* [Exercise description]:
Gather every line of the items below that contains the word "rough", and copy each one in full.

* [Listed records]:
————

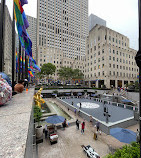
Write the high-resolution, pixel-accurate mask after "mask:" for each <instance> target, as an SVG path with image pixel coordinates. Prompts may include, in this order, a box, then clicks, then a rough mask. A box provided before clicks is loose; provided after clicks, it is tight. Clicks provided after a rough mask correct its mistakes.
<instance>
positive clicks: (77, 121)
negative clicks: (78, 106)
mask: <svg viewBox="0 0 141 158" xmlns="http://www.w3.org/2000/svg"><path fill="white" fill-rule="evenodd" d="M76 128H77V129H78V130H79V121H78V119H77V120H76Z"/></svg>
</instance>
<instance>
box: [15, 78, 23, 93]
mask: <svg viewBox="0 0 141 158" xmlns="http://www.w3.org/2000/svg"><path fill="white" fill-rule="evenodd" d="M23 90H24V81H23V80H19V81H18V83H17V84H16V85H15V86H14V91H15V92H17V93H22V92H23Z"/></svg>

————

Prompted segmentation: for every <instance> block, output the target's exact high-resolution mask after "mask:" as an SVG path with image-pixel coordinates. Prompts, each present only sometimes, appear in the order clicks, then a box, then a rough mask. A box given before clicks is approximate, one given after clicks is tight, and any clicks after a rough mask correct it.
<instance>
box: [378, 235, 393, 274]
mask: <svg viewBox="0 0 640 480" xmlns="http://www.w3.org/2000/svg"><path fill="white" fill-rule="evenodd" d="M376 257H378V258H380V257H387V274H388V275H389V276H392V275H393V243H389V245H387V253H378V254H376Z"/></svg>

————

* [Result]:
Write the high-resolution, pixel-accurate mask after "mask:" for each <instance> target, as an SVG path with image pixel coordinates. Prompts may include, in this order, a box, then clicks, then a rough mask. A box provided before clicks is loose; provided after clicks, it is tight. Clicks provided after a rough mask correct its mistakes.
Prompted segmentation: for every <instance> block, output the target's exact high-resolution mask after "mask:" as an SVG path with image-pixel coordinates. Prompts, each present only sometimes, appear in the order clicks, then a box, then a rough mask. A box given before clicks is approximate, one given after clicks is tight, and any clicks after a rough mask correct it.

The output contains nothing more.